REQUIREMENTS:
Continue the forum thread about North Dakota hunting, starting right after its last sentence.

DOCUMENT TEXT:
———

Take it from someone who was fed up to the friggin hilt a little while ago and said f*ck it, ME. Hunting is more important to me than these squabbles that take place here often on a daily basis. I let things get to me and forgot that if you engage in a fair discussion and agree to disagree, in the end you are still a member of a fairly exclusive group, Hunters. We are not all a bunch of robots that are going to agree all the time, if we did it would scare the he!! out of me.

The thing that makes me crazy is the lack of compassion we sometimes have for fellow hunters that want to come to ND and experience what we sometimes take for granted, North Dakotas fantastic hunting opportunities.

I have a question for some of you younger guys. How many of you are planning on staying in ND after you get your degree, and how many of you that are planning to leave after you graduate are the ones giving some of the NR guest hunter a hard time? Think about it for a second or two? Could the shoe be on the other foot in the not to distant future?

ND is known as a friendly place. People wave at you without having a clue who you are. Ever wonder why? I would be willing to wager that most everyone that has reached my age has had a random act of kindness by a fellow North Dakotan without ever knowing who that person was even if it was just a stop to roll down the window to ask you if everything is OK.

That being said do I think we need to mitigate pressure at times during the season? He!! yes!! Can we do it to a degree by trying to educate our visitors a little on the way we do things with regard to hunting North Dakota Style He!! yes!!! do we need to give GPS coordinates no! but I see no harm in giving general information. We North Dakotans were not all born with the all the information to make us successful hunters, someone taught us or we learned from our mistakes. I for one would rather have someone teach me something than make a mistake and wonder what the right way to do it really was, and make another mistake trying to figure it out.

Lighten up! answer questions if you want to help. If you do not want to help remember this "you are either part of the problem or part of the solution" you choose.

I am now officially off my soap box!!! 

Bob


----------



## BROWNDOG (Nov 2, 2004)

WELL said Bob :beer:


----------



## stevepike (Sep 14, 2002)

Doubtful you will actually leave as most who say they are going to don't. Either way, if you get "talked down" stay and enjoy. If you still jump, fine too.

Maybe Chris should deactivate the username when someone posts they are leaving and either make it unavailable (say "deceased" in their profile) or make it available to the next one who wants it? :wink:


----------



## GooseBuster3 (Mar 1, 2002)

"If you cant handle the heat in the kitchen get out". Thats the last thing I have got to say..


----------



## jhegg (May 29, 2004)

QuackAttack,

Ever try to type one handed while holding two of peanut butter toasts in the other hand? I'm doing it and it results in a big mess on your T-shirt!

But, on to more important things. I saw Bob Kellam get burnt out leading our Fargo Delta Waterfowl chapter through its initiation phase and first fundraiser. I still need to talk to him to see what happened (hear that Bob?) Nonetheless, Field Hunter took over and guided us through out first Youth Hunt (not in any way to belittle the efforts of Chris, Dean and Mike).

Now I see the same thing with Field Hunter. He is miffed because the political correctness of this site deleted his heartfelt comments. I tend to agree with him. However, both Bob and Monte have more passion for waterfowl hunting than you or I will ever imagine (well, maybe you anyway).

———

SUPPLIED DATA:
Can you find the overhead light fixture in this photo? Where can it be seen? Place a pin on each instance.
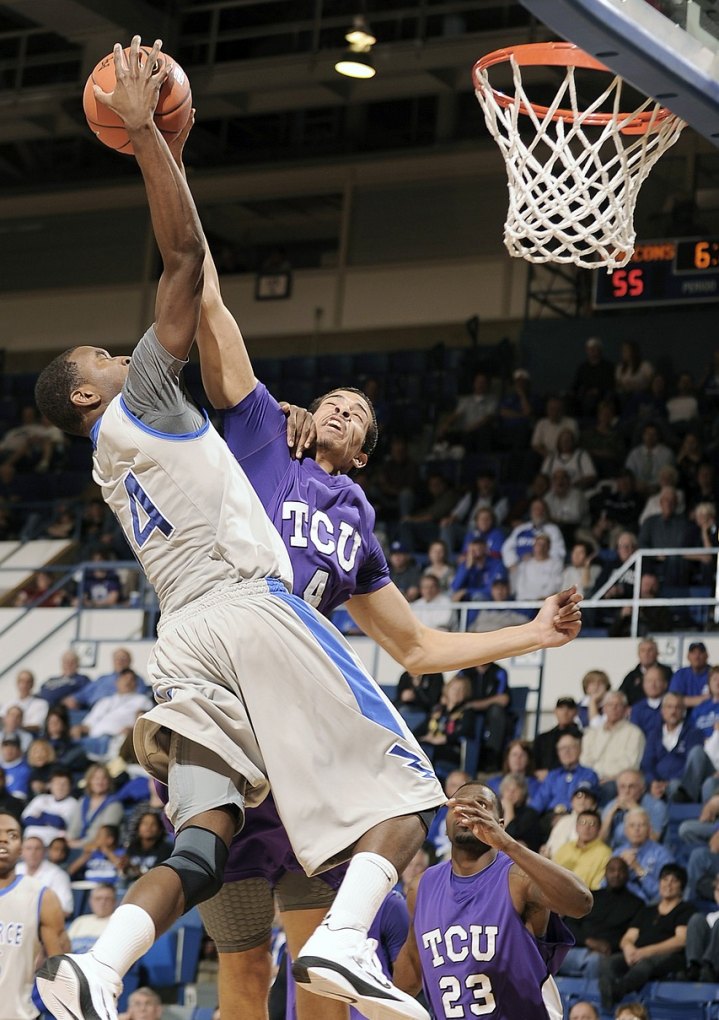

———

RESULT BELOW:
My point is this:
You may not agree with what is happening. However, if you bail out and quit, no one will know how important your ideas are. Monte and Bob will be back. If you are sincere in your beliefs, so will you. I, for one, will enjoy having you back!

Regards,
Jim


----------



## fishless (Aug 2, 2005)

Nice post Bob :beer:


----------



## DJRooster (Nov 4, 2002)

Yeah, you can't take it too personal. If you want to get blasted by a bunch of opinionated Basta..'s just be a centrist and go tangle with a bunch of republicans on the politcal forum! And here again I'm just kidding! I love it! Hey, I enjoy your posts and your welcome back anytime! I think I said the same thing about 300 posts ago. I always respect a person that believes in something. These forums are about a few outdoorsman and a bunch of wannabees and most of us are somewhere in between. Sometimes we get lucky and know what we are talking about and then sometimes we just pretend but it sure is fun talking about it! Most of all we are all lucky that North Dakota gives us the opportunities we have and we should never take that for granted. For this I am very thankful. See ya down the road.


----------



## g/o (Jul 13, 2004)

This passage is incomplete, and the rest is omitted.